--- Start Records for processing ---
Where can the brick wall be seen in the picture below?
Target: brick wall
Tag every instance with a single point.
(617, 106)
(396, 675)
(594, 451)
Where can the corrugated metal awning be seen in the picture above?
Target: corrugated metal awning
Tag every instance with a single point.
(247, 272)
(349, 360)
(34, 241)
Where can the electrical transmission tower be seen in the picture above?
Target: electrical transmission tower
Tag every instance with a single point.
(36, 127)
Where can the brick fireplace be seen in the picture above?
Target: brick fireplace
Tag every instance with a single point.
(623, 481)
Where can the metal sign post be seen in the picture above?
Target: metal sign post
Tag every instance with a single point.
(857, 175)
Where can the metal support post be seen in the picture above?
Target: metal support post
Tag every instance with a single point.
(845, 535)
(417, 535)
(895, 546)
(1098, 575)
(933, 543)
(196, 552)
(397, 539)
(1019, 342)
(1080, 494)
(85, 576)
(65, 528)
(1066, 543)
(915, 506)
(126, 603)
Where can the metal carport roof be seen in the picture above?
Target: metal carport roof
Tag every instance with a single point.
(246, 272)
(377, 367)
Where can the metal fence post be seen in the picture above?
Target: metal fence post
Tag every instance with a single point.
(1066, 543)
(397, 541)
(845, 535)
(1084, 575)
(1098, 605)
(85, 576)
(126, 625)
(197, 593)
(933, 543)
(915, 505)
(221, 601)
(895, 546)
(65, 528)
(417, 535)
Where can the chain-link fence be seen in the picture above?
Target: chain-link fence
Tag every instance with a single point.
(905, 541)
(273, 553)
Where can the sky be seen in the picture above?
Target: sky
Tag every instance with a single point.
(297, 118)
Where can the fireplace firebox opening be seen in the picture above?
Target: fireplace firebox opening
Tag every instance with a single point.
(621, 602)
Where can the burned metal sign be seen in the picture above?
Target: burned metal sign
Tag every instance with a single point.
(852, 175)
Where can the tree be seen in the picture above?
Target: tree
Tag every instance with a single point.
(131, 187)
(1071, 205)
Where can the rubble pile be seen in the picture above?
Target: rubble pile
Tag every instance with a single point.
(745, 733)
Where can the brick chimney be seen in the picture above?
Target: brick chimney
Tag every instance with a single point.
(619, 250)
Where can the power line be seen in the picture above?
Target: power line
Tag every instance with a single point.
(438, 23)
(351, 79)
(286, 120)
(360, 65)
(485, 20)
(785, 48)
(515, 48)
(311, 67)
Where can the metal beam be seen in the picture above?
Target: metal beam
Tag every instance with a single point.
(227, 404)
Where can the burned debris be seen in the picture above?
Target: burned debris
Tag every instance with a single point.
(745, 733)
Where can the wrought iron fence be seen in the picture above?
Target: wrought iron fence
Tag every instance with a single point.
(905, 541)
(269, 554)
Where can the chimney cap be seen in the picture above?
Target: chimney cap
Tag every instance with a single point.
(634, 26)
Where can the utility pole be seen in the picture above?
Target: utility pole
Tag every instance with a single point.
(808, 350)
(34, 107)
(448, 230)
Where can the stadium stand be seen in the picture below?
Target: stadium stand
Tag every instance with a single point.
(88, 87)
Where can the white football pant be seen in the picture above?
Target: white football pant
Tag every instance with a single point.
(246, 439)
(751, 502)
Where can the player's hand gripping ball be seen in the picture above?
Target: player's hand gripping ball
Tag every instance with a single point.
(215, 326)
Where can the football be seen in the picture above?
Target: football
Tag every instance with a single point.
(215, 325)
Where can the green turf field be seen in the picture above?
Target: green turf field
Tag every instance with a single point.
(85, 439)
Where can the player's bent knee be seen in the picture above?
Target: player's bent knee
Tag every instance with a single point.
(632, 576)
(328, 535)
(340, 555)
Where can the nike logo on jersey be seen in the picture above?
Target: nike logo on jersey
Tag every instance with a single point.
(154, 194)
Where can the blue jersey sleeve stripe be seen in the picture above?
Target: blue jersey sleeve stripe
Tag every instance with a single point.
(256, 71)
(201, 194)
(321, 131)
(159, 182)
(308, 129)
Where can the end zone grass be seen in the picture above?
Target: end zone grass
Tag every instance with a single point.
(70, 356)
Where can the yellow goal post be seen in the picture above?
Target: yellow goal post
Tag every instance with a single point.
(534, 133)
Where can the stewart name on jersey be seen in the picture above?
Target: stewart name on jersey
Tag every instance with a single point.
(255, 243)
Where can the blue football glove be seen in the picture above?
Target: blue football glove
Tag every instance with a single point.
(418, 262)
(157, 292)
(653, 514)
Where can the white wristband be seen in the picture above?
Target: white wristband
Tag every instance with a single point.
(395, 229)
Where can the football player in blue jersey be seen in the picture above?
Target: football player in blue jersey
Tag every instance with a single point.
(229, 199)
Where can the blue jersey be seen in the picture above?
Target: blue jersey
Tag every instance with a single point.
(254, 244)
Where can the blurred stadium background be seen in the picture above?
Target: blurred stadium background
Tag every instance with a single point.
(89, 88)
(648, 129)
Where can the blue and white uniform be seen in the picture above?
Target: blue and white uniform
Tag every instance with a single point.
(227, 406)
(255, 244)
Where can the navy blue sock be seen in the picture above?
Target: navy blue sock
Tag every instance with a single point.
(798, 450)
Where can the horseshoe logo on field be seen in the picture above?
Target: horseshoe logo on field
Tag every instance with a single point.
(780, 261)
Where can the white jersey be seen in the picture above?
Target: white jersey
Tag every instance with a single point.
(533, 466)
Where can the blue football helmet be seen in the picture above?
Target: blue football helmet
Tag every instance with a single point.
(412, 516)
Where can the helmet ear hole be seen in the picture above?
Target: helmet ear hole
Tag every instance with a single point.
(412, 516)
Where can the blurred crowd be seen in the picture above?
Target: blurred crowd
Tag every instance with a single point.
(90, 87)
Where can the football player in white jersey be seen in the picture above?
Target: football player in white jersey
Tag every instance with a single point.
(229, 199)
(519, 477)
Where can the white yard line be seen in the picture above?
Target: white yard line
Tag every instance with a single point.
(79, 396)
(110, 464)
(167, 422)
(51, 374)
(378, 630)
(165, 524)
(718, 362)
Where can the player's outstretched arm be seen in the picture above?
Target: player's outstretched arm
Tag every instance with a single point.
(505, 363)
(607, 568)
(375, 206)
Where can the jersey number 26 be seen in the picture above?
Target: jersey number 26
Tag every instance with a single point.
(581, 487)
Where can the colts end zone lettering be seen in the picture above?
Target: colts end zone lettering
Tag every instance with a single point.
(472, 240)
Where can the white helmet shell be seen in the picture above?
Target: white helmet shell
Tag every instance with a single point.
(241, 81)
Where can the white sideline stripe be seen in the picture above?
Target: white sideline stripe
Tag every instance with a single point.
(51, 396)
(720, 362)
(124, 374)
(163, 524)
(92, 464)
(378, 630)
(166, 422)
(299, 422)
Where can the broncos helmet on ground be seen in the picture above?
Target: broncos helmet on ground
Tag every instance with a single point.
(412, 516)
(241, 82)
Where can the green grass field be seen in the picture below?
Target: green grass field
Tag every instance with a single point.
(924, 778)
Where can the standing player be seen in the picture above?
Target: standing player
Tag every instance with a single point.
--- End Records for processing ---
- Problem to work on -
Copy the full listing above verbatim, line for line.

- Complete answer -
Where can the brick wall be seen in the picture below?
Target: brick wall
Tag every instance with a single point.
(617, 106)
(396, 675)
(594, 451)
Where can the corrugated metal awning be seen in the picture above?
Target: corrugated metal awning
Tag every instance with a single point.
(247, 272)
(349, 360)
(34, 241)
Where can the electrical transmission tower be seen in the picture above?
Target: electrical transmission tower
Tag every instance with a single point.
(36, 127)
Where can the brick fireplace be seen in the picture above?
Target: brick fireplace
Tag every instance with a single point.
(623, 481)
Where can the metal sign post be seen in the picture above?
Target: metal sign post
Tag every instance with a single point.
(857, 175)
Where can the metal support post be seen in the picture above?
Target: metal support post
Tag every instance with a single point.
(845, 535)
(417, 535)
(895, 546)
(1098, 575)
(933, 543)
(196, 552)
(397, 539)
(1019, 342)
(1080, 494)
(85, 576)
(65, 528)
(1066, 543)
(915, 506)
(126, 603)
Where can the metal carport roof be seen in the picture above?
Target: metal carport roof
Tag every instance with a single point.
(246, 272)
(377, 367)
Where can the metal fence post be seen in the picture above?
Target: metal fence post
Tag every instance with a single point.
(1066, 543)
(397, 541)
(845, 535)
(1084, 575)
(1098, 605)
(85, 576)
(126, 625)
(197, 593)
(933, 543)
(915, 505)
(221, 601)
(895, 546)
(65, 528)
(417, 535)
Where can the chain-link fence be seen in the picture above?
Target: chain-link fence
Tag every instance with a single point.
(905, 541)
(273, 553)
Where can the sky be seen in the picture above?
Target: sky
Tag every instance with a single point.
(297, 118)
Where can the fireplace firebox opening be seen in the picture above?
Target: fireplace firebox opening
Tag every instance with a single point.
(621, 602)
Where can the burned metal sign be seen in the picture above?
Target: burned metal sign
Tag every instance with a single point.
(852, 175)
Where can the tree be seen in the picture above?
Target: tree
Tag every instance with a single point.
(131, 187)
(1071, 205)
Where can the rubble pile be seen in the picture above?
Target: rubble pile
Tag every instance with a single point.
(745, 733)
Where can the brick chimney be seen in the picture above?
Target: brick chimney
Tag every instance with a single point.
(619, 250)
Where can the power line be seen in the picture above?
Target: power line
Tag every instance with a single point.
(438, 23)
(351, 79)
(286, 120)
(360, 65)
(485, 20)
(785, 48)
(515, 48)
(311, 67)
Where can the metal beam be seen in the picture above?
Target: metal beam
Tag every instance with a single point.
(227, 404)
Where can the burned debris be seen in the picture above?
Target: burned debris
Tag every instance with a single point.
(745, 733)
Where can the wrought iron fence be seen in the picture above?
Target: wrought iron fence
Tag every instance with a single point.
(905, 541)
(269, 554)
Where can the chimney cap be seen in the picture above?
Target: chimney cap
Tag every instance with a single point.
(634, 26)
Where can the utility pole be seen in the picture above?
Target: utility pole
Tag every instance with a single point.
(808, 350)
(34, 107)
(448, 230)
Where can the stadium stand be seen in the picture below?
Target: stadium stand
Tag every instance with a single point.
(88, 87)
Where can the white football pant be seen in the picture above?
Target: white football pant
Tag every instance with a single point.
(246, 439)
(751, 502)
Where can the player's hand gripping ball be seen in the picture above?
Target: player's hand gripping ball
Tag every instance with a single point.
(215, 326)
Where can the football be seen in the picture above?
Target: football
Tag every instance with a single point.
(215, 325)
Where can the green turf field be seen in the picture above?
Target: green turf field
Tag every instance with a single point.
(85, 439)
Where can the player's bent knee be seen in the picture above?
Target: player's bent knee
Tag every instance with a single point.
(632, 576)
(328, 535)
(340, 555)
Where can the nike logo on jersey be seen in the picture above?
Target: nike logo on jersey
Tag every instance with a single point.
(154, 194)
Where can the blue jersey sleeve stripe be seen in the picture above?
Target: blue jersey sleeve stripe
Tag every instance with a single point.
(256, 71)
(201, 194)
(321, 131)
(159, 182)
(308, 129)
Where can the end zone grass be seen in the picture above?
Target: end zone grass
Tag every instance with a single point.
(70, 356)
Where can the yellow goal post be seen in the picture above?
Target: yellow goal post
Tag every instance with a single point.
(534, 133)
Where can the stewart name on jersey be seen in the picture above?
Target: stewart name on jersey
Tag every instance with a single point.
(255, 243)
Where can the blue football glove be seen in the picture above?
Target: blue football glove
Tag every instance with a single point.
(418, 262)
(157, 292)
(653, 514)
Where can the white wristband be seen in the picture above?
Target: white wristband
Tag every instance with a single point.
(395, 229)
Where can the football player in blue jersey be seen in the picture above?
Target: football player in blue jersey
Tag every instance with a single point.
(229, 199)
Where can the blue jersey be seen in the picture above?
Target: blue jersey
Tag every instance with a single point.
(254, 244)
Where can the blurred stadium background be seen in the picture above?
Target: blurred stadium background
Tag every instance with a single point.
(89, 88)
(648, 129)
Where can the blue and white uniform be seen in the picture above?
Target: blue and white uniform
Tag every instance with a single point.
(227, 406)
(255, 244)
Where can the navy blue sock be seen in the picture above?
Target: navy blue sock
Tag every instance with a single point.
(798, 450)
Where can the horseshoe logo on field be seen in the picture above?
Target: horseshoe logo on field
Tag every instance with a single point.
(780, 261)
Where can the white jersey be seen in the picture above?
Target: white jersey
Tag every instance with a single point.
(533, 466)
Where can the blue football helmet be seen in the picture above?
Target: blue football helmet
Tag every instance with a single point.
(412, 516)
Where can the helmet ear hole be seen in the picture above?
Target: helmet ear hole
Tag every instance with a single point.
(412, 516)
Where can the blurred crowd be seen in the picture above?
Target: blurred crowd
Tag every instance with a single point.
(90, 87)
Where can the football player in white jersey be seen in the picture above?
Target: football player in white jersey
Tag every instance with a single point.
(229, 199)
(519, 477)
Where can the white yard line be seen in the picture above?
Target: white yard line
Tag every instance with a single point.
(79, 396)
(110, 464)
(167, 422)
(51, 374)
(378, 630)
(165, 524)
(718, 362)
Where can the player's outstretched arm be seen in the picture above?
Target: player's outstretched arm
Tag every instance with a single point.
(505, 363)
(607, 568)
(375, 206)
Where can the jersey number 26 be seen in the picture above?
Target: jersey number 26
Tag every instance with a single point.
(581, 487)
Where can the colts end zone lettering be seen in the picture above?
Target: colts end zone lettering
Tag every instance with a single point.
(472, 240)
Where can the white helmet shell be seen in the picture above?
Target: white helmet shell
Tag every instance with a single point.
(241, 81)
Where can the white sideline stripe be seen in the picture above?
Target: white sideline stripe
Tag every instance with a single point.
(51, 396)
(720, 362)
(124, 374)
(163, 524)
(92, 464)
(378, 630)
(166, 422)
(299, 422)
Where can the broncos helmet on ground be seen in the picture above?
Target: broncos helmet on ground
Tag every instance with a single point.
(412, 516)
(241, 82)
Where can the green grass field be seen in the picture below?
Target: green grass field
Tag every instance with a single point.
(924, 778)
Where can the standing player be seen in the picture above?
Target: standing player
Tag every instance with a single point.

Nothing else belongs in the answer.